[Rows from a dataset]
start

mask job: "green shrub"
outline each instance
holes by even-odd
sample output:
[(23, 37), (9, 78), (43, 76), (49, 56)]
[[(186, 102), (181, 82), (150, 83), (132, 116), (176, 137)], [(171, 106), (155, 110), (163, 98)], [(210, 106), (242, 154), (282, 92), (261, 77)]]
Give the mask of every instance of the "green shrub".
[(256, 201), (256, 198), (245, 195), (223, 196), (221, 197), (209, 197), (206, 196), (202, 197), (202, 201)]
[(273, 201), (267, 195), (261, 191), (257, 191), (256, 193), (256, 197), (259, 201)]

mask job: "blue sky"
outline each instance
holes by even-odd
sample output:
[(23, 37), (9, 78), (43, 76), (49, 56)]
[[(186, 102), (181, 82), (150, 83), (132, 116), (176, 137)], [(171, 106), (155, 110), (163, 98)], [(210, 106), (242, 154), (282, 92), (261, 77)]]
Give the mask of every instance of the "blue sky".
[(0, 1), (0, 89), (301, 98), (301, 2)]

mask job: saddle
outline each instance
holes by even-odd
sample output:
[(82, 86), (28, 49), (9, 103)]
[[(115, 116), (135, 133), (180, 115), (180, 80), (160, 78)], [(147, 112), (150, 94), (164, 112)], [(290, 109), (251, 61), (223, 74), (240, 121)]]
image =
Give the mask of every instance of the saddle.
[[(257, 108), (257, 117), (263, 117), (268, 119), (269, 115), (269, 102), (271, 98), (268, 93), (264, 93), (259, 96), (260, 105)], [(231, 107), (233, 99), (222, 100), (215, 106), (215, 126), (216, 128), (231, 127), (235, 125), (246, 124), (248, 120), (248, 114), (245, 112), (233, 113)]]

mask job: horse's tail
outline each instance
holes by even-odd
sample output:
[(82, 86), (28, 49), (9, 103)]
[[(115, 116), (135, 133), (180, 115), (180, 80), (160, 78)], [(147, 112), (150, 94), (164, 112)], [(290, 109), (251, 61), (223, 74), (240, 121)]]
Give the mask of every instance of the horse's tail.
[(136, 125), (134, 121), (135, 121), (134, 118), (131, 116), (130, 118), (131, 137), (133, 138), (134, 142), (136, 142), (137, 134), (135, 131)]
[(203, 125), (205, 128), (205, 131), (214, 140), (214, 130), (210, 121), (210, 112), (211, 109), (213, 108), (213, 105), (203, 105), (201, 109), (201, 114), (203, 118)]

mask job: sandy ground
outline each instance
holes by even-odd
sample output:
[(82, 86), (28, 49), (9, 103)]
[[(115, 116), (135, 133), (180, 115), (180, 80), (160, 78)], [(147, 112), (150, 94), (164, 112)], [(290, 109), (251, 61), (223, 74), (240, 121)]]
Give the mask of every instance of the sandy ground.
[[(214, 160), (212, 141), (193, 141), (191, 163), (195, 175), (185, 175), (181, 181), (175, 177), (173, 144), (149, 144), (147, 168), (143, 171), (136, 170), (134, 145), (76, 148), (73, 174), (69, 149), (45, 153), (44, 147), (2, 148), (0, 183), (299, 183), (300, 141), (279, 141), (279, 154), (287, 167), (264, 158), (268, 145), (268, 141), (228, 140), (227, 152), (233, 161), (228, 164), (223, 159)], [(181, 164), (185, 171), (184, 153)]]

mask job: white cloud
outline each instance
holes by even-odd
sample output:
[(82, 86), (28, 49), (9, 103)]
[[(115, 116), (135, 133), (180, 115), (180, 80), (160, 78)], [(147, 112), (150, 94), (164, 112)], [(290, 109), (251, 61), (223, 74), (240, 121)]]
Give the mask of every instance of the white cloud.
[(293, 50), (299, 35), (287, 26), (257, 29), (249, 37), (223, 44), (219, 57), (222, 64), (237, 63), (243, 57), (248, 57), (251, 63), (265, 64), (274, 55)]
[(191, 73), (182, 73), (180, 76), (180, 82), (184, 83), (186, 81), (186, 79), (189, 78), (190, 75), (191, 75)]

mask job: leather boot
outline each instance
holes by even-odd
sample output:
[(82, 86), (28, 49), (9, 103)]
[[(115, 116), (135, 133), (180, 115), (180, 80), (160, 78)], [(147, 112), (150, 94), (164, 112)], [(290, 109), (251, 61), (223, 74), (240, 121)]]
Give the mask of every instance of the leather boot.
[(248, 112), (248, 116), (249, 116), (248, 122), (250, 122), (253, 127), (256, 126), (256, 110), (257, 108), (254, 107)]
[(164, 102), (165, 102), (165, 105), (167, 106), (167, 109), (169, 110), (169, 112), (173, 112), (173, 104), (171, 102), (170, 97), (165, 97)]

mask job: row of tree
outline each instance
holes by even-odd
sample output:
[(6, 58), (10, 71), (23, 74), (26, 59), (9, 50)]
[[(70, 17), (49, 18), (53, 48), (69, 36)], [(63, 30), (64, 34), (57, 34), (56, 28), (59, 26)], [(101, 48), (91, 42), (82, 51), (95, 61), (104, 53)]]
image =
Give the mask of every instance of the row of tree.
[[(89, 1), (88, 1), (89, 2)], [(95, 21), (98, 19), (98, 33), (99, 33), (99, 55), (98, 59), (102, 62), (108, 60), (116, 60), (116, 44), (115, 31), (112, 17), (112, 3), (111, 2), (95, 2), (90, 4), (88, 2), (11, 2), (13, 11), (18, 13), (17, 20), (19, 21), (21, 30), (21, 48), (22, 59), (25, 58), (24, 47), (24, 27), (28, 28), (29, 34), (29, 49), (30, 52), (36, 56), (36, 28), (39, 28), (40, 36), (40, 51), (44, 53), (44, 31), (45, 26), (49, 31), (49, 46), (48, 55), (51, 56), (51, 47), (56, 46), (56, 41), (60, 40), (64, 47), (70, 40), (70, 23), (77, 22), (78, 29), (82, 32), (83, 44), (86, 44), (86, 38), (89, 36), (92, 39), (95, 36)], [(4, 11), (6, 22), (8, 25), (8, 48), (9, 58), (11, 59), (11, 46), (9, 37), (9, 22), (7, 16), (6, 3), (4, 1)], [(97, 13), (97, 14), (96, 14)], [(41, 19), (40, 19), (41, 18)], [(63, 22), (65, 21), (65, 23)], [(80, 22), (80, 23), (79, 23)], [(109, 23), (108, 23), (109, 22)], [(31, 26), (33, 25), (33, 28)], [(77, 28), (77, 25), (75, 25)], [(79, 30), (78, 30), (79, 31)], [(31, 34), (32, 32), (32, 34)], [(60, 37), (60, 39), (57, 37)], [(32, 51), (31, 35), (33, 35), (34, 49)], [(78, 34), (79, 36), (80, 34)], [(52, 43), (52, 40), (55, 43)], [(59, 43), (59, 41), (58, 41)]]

end

**What the task requires**
Copy every line of the material above without changing anything.

**Exercise output**
mask job: "green shrub"
outline each instance
holes by even-odd
sample output:
[(23, 37), (9, 78), (43, 76), (49, 56)]
[[(186, 102), (181, 82), (150, 83), (132, 116), (176, 137)], [(171, 106), (155, 110), (163, 98)], [(210, 106), (242, 154), (282, 92), (261, 77)]]
Give the mask of every instance of the "green shrub".
[(256, 201), (256, 198), (245, 195), (223, 196), (221, 197), (209, 197), (206, 196), (202, 197), (202, 201)]
[(273, 201), (267, 195), (261, 191), (257, 191), (256, 193), (256, 197), (259, 201)]

mask job: "blue sky"
outline each instance
holes by even-odd
sample output:
[(23, 37), (9, 78), (43, 76), (49, 56)]
[[(186, 102), (181, 82), (150, 83), (132, 116), (176, 137)], [(171, 106), (155, 110), (163, 98)], [(210, 106), (242, 154), (282, 92), (261, 77)]]
Give the mask of every instance of the "blue sky".
[(0, 1), (0, 89), (301, 98), (301, 2)]

mask job: saddle
outline each instance
holes by even-odd
sample output:
[(82, 86), (28, 49), (9, 103)]
[[(115, 116), (135, 133), (180, 115), (180, 80), (160, 78)], [(147, 112), (150, 94), (164, 112)], [(290, 109), (251, 61), (223, 74), (240, 121)]]
image =
Give the mask of every instance of the saddle.
[[(257, 108), (257, 117), (263, 117), (268, 119), (269, 115), (269, 102), (271, 98), (268, 93), (264, 93), (259, 96), (260, 105)], [(231, 107), (233, 99), (222, 100), (215, 106), (215, 126), (216, 128), (231, 127), (235, 125), (246, 124), (248, 120), (248, 114), (245, 112), (233, 113)]]

mask job: horse's tail
outline each instance
holes by even-odd
sample output:
[(82, 86), (28, 49), (9, 103)]
[[(115, 116), (135, 133), (180, 115), (180, 80), (160, 78)], [(147, 112), (150, 94), (164, 112)], [(290, 109), (251, 61), (223, 74), (240, 121)]]
Give the mask of every instance of the horse's tail.
[(136, 125), (134, 121), (135, 121), (134, 118), (131, 116), (130, 118), (131, 137), (133, 138), (134, 142), (136, 142), (137, 134), (135, 131)]
[(203, 125), (205, 128), (205, 131), (214, 140), (214, 130), (210, 121), (210, 112), (211, 109), (213, 108), (213, 105), (203, 105), (201, 109), (201, 114), (203, 118)]

mask job: sandy ground
outline each instance
holes by even-odd
sample output:
[(82, 86), (28, 49), (9, 103)]
[[(115, 116), (135, 133), (180, 115), (180, 80), (160, 78)], [(147, 112), (150, 94), (164, 112)], [(290, 109), (251, 61), (223, 74), (240, 121)]]
Give the mask of every instance of the sandy ground.
[[(214, 160), (212, 141), (193, 141), (191, 163), (195, 175), (185, 175), (181, 181), (175, 177), (173, 144), (149, 144), (147, 168), (143, 171), (136, 170), (134, 145), (76, 148), (73, 174), (69, 149), (45, 153), (44, 147), (2, 148), (0, 183), (299, 183), (300, 141), (279, 141), (279, 154), (287, 167), (264, 158), (268, 145), (268, 141), (228, 140), (227, 152), (233, 161), (228, 164), (223, 159)], [(181, 164), (185, 171), (184, 153)]]

mask job: white cloud
outline each instance
holes by even-odd
sample output:
[(82, 86), (28, 49), (9, 103)]
[[(115, 116), (135, 133), (180, 115), (180, 80), (160, 78)], [(147, 112), (150, 94), (164, 112)], [(290, 109), (251, 61), (223, 74), (240, 121)]]
Give the mask of every instance of the white cloud.
[(293, 50), (299, 35), (287, 26), (257, 29), (249, 37), (223, 44), (219, 57), (222, 64), (237, 63), (243, 57), (248, 57), (251, 63), (265, 64), (274, 55)]
[(191, 73), (182, 73), (180, 76), (180, 82), (184, 83), (186, 81), (186, 79), (189, 78), (190, 75), (191, 75)]

mask job: leather boot
outline each instance
holes by even-odd
sample output:
[(82, 86), (28, 49), (9, 103)]
[[(115, 116), (135, 133), (180, 115), (180, 80), (160, 78)], [(147, 112), (150, 94), (164, 112)], [(290, 109), (251, 61), (223, 74), (240, 121)]]
Give the mask of every instance of the leather boot.
[(248, 112), (248, 116), (249, 116), (248, 122), (250, 122), (253, 127), (256, 126), (256, 110), (257, 108), (254, 107)]
[(164, 102), (165, 102), (165, 105), (167, 106), (167, 109), (169, 110), (169, 112), (173, 112), (173, 104), (171, 102), (170, 97), (165, 97)]

mask job: row of tree
outline each instance
holes by even-odd
sample output:
[(6, 58), (10, 71), (23, 74), (26, 59), (9, 50)]
[[(70, 17), (49, 18), (53, 48), (69, 36)], [(63, 30), (64, 34), (57, 34), (56, 28), (59, 26)], [(101, 48), (91, 42), (82, 51), (95, 61), (104, 53)]]
image =
Give the mask of every instance of the row of tree.
[[(89, 1), (88, 1), (89, 2)], [(95, 21), (98, 19), (98, 33), (99, 33), (99, 55), (98, 59), (102, 62), (108, 60), (116, 60), (116, 44), (115, 31), (112, 17), (112, 3), (111, 2), (95, 2), (90, 4), (88, 2), (11, 2), (13, 11), (18, 13), (17, 20), (19, 21), (21, 30), (21, 48), (22, 59), (25, 58), (24, 47), (24, 27), (28, 28), (29, 34), (29, 49), (30, 52), (36, 56), (36, 28), (39, 28), (40, 36), (40, 51), (44, 53), (44, 31), (45, 26), (49, 31), (49, 46), (48, 55), (51, 56), (51, 47), (56, 46), (56, 41), (60, 40), (64, 47), (70, 40), (70, 23), (77, 22), (78, 29), (82, 32), (83, 44), (86, 44), (86, 38), (89, 36), (92, 39), (95, 36)], [(4, 11), (6, 22), (8, 25), (8, 48), (9, 58), (11, 59), (11, 46), (9, 37), (9, 22), (7, 16), (6, 3), (4, 1)], [(97, 13), (97, 14), (96, 14)], [(41, 19), (40, 19), (41, 18)], [(63, 22), (65, 21), (65, 23)], [(80, 22), (80, 23), (79, 23)], [(109, 23), (108, 23), (109, 22)], [(31, 26), (33, 25), (33, 28)], [(77, 28), (77, 25), (75, 25)], [(79, 30), (78, 30), (79, 31)], [(31, 34), (32, 32), (32, 34)], [(60, 37), (60, 39), (57, 37)], [(32, 51), (31, 35), (33, 35), (34, 49)], [(78, 34), (79, 36), (80, 34)], [(52, 43), (52, 40), (55, 43)], [(59, 43), (59, 41), (58, 41)]]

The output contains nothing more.